TASK PROMPT - Pick up the discussion post on chapters 32 and 33 at its last line and write the next part.

SUPPLIED TEXT -
With one week's delay, for which I am deeply sorry, here is the discussion post for chapters 32 and 33 - Andrys steps into the Forest, while Damien and Gerald get a taste of what they're up against.
Plot Summary
Chapter 32
Andrys, accompanied by the Patriarch and a merry gang of crusaders, approaches the Forest and finally figures out just what it means to pretend to be the Hunter. And he doesn't like it much, for which I can't blame him.
Chapter 33
Damien and Gerald go on a wild chase through the dark, up and down some mountains at breakneck speed, almost get killed, and narrowly escape. Business as usual on that end.
Quotes
Thoughts
Next Monday we continue with chapters 34 and 35 - Amoril tries to complain about not having read the fine print, and Narilka has another Forest experience.
Plot Summary
Chapter 32
Andrys, accompanied by the Patriarch and a merry gang of crusaders, approaches the Forest and finally figures out just what it means to pretend to be the Hunter. And he doesn't like it much, for which I can't blame him.
Chapter 33
Damien and Gerald go on a wild chase through the dark, up and down some mountains at breakneck speed, almost get killed, and narrowly escape. Business as usual on that end.
Quotes
- It was a small force even in its total, a deliberate contrast to the vast armies which had assaulted that realm in ages past. Those armies had failed, the Patriarch was quick to remind them. Numbers alone could not guarantee safety in a war where the very battlefield was alive and hostile.
- Did anyone really believe the One God was out there? Did anyone believe that He cared the least bit whether this venture of theirs succeeded? Did they honestly believe that a caring God would let a creature like the Hunter exist in the first place, much less reward his lifestyle with virtual immortality?
- Could a man become the Hunter in spirit and not be poisoned by the experience?
- Andrys knew enough about Church theosophy to recognize that as the man stood there, the center of attention for thousands of worshipers, he was in fact shaping the fae through their faith, weaving additional power for use in this venture. Why can't they just do it openly? he wondered. Call a stone a stone.
- "It's a gamble. A last-ditch effort in a game where Calesta controls most of the pieces. I'm sorry I had to plan it alone, but sharing my fears with you would have meant sacrificing the effectiveness of the feint. And seeing how little we have going for us without it . . ." He shrugged. "I apologize, Vryce. You deserved better."
- Innocent blood on his sword, now wiped clean from all but his soul....
Two horses are a small enough sacrifice....

RECORDS -
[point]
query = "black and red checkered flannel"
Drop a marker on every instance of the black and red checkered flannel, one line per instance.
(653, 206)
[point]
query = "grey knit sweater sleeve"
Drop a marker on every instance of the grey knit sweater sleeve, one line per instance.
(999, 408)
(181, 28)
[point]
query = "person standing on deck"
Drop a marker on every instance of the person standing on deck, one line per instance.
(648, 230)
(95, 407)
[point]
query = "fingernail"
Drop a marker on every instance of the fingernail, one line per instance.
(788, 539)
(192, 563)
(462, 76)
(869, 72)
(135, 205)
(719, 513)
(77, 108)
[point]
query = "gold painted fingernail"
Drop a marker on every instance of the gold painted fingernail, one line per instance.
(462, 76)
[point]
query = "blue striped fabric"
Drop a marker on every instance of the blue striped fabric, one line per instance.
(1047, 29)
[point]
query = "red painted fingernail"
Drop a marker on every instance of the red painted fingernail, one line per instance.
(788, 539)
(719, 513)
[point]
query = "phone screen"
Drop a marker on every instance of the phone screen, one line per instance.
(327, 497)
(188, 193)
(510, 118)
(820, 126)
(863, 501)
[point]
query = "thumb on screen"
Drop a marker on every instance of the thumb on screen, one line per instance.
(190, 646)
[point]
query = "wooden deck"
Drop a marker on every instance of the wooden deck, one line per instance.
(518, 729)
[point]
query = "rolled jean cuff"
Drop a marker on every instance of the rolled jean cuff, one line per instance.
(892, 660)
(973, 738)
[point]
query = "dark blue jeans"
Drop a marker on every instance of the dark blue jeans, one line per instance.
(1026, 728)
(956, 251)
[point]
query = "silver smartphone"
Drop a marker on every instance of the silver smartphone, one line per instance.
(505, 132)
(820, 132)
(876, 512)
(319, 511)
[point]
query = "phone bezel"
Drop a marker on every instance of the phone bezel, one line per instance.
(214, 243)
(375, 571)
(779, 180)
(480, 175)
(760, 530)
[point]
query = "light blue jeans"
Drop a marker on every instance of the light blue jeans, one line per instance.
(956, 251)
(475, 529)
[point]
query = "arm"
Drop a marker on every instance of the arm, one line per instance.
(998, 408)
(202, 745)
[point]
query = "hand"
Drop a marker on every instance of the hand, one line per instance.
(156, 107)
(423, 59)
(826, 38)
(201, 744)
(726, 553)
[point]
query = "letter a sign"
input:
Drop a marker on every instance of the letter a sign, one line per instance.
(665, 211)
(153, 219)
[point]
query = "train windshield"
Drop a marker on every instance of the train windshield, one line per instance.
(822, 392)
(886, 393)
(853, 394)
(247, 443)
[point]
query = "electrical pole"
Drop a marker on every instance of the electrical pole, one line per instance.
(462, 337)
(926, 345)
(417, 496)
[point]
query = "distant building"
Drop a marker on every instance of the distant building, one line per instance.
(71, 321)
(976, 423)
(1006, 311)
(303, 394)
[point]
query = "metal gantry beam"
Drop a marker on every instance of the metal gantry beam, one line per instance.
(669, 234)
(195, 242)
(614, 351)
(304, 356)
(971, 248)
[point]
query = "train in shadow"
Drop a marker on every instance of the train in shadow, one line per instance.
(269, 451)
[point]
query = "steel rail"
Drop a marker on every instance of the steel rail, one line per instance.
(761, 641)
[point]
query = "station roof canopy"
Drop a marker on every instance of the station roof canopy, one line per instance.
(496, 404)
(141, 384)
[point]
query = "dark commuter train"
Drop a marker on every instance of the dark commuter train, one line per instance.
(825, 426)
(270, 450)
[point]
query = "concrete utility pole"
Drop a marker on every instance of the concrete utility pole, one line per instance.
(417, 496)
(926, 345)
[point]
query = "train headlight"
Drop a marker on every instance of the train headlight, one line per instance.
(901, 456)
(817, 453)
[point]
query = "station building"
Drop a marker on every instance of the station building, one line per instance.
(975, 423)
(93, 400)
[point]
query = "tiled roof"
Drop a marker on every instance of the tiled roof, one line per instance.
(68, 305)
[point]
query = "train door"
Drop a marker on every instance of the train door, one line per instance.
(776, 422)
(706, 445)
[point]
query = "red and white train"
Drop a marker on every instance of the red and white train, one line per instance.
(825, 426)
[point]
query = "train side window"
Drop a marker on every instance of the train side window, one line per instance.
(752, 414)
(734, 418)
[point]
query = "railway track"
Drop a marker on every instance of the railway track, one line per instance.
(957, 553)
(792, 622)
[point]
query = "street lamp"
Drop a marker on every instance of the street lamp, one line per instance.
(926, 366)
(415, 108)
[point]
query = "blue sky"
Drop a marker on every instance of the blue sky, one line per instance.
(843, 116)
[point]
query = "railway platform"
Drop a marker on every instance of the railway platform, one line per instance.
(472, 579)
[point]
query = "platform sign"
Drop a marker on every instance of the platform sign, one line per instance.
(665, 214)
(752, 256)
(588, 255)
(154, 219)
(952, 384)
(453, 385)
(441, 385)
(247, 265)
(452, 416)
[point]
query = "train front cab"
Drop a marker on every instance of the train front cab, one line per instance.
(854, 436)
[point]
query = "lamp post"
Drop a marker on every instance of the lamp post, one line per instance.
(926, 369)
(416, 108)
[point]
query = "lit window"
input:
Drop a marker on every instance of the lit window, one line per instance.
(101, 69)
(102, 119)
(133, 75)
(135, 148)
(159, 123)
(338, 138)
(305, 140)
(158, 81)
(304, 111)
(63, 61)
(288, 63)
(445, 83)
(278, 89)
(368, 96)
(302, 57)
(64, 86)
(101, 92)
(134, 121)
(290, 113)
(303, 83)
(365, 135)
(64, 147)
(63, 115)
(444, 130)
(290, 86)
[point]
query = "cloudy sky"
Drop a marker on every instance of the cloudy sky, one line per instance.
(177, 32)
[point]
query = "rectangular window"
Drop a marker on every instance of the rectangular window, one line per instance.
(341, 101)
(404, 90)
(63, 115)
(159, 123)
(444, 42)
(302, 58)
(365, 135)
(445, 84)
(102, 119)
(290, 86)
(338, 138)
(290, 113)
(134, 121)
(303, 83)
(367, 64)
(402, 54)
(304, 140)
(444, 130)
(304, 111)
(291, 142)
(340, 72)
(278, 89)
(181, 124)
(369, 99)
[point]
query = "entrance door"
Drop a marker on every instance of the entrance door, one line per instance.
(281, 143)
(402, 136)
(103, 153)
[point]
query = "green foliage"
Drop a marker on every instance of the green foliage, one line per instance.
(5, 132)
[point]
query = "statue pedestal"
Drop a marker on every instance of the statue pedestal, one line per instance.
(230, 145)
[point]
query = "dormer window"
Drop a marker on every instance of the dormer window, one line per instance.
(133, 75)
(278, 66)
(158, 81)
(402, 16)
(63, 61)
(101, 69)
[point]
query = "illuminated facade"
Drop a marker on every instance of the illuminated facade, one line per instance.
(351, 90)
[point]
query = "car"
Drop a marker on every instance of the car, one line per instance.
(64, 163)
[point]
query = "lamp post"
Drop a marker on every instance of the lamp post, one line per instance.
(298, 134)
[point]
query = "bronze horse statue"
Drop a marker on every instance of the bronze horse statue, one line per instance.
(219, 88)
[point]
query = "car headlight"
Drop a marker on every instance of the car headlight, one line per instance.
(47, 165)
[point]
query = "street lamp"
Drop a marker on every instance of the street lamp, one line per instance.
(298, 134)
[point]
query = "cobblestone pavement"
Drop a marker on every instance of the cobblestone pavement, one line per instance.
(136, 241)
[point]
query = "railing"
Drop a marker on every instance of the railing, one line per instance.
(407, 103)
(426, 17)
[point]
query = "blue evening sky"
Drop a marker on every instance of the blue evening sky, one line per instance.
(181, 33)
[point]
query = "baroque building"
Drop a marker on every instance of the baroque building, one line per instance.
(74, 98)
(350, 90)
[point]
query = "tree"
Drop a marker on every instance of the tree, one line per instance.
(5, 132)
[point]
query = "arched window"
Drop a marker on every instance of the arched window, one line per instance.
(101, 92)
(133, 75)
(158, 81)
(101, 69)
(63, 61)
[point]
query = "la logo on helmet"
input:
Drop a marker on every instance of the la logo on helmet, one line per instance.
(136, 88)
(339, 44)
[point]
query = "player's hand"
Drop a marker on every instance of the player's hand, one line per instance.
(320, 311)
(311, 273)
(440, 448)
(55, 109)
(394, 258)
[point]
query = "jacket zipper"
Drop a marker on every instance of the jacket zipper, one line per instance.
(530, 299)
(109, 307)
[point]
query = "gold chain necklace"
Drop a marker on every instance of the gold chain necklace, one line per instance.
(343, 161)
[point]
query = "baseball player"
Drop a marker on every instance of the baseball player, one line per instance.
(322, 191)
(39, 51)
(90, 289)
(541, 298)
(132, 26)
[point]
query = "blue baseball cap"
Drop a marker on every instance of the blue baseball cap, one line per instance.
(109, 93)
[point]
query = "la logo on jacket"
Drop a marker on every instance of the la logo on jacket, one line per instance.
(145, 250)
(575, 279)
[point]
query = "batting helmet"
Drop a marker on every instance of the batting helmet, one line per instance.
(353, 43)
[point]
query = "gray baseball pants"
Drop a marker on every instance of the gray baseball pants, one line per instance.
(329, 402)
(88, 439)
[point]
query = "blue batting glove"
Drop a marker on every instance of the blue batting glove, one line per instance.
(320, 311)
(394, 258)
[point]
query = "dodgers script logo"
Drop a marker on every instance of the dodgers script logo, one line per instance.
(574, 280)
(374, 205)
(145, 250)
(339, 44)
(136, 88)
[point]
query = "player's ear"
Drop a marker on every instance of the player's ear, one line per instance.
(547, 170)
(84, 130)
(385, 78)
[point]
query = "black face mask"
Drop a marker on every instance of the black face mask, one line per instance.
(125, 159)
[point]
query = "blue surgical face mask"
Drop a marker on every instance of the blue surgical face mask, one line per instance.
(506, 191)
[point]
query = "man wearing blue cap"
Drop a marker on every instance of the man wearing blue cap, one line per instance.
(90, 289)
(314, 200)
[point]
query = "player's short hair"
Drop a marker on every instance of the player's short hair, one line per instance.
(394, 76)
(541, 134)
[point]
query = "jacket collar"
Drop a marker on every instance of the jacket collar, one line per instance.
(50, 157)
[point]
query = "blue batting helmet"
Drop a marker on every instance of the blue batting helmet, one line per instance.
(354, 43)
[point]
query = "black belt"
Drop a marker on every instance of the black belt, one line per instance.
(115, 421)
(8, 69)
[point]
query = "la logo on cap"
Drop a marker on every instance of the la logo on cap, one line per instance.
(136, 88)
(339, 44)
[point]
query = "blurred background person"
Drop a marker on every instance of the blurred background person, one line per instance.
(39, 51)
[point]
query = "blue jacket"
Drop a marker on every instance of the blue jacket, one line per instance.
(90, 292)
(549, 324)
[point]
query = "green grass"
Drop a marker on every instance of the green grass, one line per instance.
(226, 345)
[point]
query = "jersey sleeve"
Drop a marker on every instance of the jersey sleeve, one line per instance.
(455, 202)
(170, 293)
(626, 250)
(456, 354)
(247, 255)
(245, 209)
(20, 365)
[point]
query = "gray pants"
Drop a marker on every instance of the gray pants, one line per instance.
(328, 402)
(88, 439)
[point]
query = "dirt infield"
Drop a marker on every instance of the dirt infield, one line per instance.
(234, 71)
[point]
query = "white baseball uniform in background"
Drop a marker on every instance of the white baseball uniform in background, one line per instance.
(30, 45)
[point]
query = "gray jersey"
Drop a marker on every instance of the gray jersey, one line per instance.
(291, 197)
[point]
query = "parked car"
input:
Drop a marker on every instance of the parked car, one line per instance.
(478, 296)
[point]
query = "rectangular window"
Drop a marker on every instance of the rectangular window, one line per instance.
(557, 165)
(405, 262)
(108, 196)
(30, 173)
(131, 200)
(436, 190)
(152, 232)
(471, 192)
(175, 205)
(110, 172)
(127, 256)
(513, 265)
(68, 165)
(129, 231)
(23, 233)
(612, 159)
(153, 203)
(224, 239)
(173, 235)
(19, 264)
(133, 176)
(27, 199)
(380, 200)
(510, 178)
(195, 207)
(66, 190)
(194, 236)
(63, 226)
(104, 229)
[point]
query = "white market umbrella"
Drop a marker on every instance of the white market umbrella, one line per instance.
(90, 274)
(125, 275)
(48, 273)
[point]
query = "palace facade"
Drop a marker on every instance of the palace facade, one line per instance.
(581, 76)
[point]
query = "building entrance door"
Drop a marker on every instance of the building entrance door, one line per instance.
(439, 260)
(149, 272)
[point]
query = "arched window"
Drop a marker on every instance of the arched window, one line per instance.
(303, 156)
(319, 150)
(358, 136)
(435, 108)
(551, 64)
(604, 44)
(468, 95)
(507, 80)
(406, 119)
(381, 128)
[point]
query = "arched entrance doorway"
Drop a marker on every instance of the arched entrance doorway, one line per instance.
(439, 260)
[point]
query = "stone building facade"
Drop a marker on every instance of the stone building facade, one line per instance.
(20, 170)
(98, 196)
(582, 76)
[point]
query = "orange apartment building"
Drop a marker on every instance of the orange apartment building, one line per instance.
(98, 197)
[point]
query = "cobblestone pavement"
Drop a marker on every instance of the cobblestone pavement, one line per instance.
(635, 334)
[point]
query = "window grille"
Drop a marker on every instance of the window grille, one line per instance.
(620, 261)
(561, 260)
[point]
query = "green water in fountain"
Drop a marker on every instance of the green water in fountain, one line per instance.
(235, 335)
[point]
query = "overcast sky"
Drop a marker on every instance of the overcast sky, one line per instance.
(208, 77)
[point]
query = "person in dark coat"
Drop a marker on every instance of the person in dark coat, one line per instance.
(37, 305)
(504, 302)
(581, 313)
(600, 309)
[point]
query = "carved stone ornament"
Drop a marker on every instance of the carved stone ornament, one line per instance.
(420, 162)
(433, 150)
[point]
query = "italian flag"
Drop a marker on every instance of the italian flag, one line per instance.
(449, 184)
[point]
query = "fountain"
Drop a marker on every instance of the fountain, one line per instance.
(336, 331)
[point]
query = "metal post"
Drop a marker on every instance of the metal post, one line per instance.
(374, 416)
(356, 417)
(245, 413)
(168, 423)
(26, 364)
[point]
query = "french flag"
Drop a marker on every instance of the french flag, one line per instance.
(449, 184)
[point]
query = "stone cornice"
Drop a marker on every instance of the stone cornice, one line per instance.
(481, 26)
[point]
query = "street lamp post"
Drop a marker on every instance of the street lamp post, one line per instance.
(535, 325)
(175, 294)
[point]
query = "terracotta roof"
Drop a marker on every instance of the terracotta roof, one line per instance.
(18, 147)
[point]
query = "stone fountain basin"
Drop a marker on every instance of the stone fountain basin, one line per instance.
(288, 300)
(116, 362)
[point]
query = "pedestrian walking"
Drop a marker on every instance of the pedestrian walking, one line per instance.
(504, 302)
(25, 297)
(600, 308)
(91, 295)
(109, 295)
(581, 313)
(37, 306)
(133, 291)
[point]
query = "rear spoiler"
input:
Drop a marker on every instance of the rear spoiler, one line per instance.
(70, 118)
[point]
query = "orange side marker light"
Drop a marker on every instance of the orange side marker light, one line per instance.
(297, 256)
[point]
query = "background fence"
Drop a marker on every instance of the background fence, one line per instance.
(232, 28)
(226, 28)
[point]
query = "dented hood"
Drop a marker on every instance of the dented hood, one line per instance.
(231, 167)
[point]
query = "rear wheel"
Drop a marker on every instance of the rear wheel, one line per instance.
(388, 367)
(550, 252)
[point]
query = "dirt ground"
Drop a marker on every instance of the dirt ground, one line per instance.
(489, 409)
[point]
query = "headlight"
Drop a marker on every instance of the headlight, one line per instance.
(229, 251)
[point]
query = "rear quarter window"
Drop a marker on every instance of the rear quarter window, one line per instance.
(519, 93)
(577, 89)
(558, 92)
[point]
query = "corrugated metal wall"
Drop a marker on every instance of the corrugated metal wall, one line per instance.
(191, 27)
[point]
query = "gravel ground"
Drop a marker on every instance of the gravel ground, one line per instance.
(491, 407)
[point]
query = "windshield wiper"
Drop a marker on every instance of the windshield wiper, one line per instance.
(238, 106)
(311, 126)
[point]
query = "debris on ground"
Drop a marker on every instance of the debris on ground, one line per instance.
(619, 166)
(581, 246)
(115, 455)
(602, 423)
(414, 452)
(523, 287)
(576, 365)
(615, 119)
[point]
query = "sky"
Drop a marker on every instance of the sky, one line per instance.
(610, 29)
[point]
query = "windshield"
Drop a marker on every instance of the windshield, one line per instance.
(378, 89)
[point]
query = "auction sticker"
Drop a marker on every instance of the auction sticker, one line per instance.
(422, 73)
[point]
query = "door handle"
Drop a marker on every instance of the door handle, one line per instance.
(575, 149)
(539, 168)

ANSWER -
God help him, what had he become? - I built it years ago, against the possibility that someday a human army might attack the keep itself. If I were to need an escape route, it stood to reason that it should be to a place where men would fear to follow. An unlikely event at best, but I pride myself on being prepared.
Thoughts
- I'm not sure I buy the argument about the size of the army not mattering. If the Patriarch could have gotten a few hundred believers together to do this - and surely the Church can field that many - then why not go for it and use the larger reservoir of faith? The small size is one of those reminders that the whole campaign is a rushed thing that could have been planned a lot better with a bit more time.
- Andrys has some surprisingly insightful theological thoughts there. Any takes on whether God, once come into existence, would let the Hunter live?
- As far as Andrys becoming a vessel for the spirit of the Hunter is concerned... how far exactly does this go? How much of the Hunter's essence is in him by the time all the soldiers have taken their vows, beliving him to be something like the real thing? Is he the Hunter? Are there two of them right now? Or is Tarrant losing the Hunter-ness?
- If even Andrys picks up on the hypocrisy of the Church using the fae, it really must be bad.
- This is one of the few Andrys chapters where I can sympathize with him. He doesn't whine (much), there isn't so much self-pity, but a lot of realization just what he's gotten himself into and how he's being used.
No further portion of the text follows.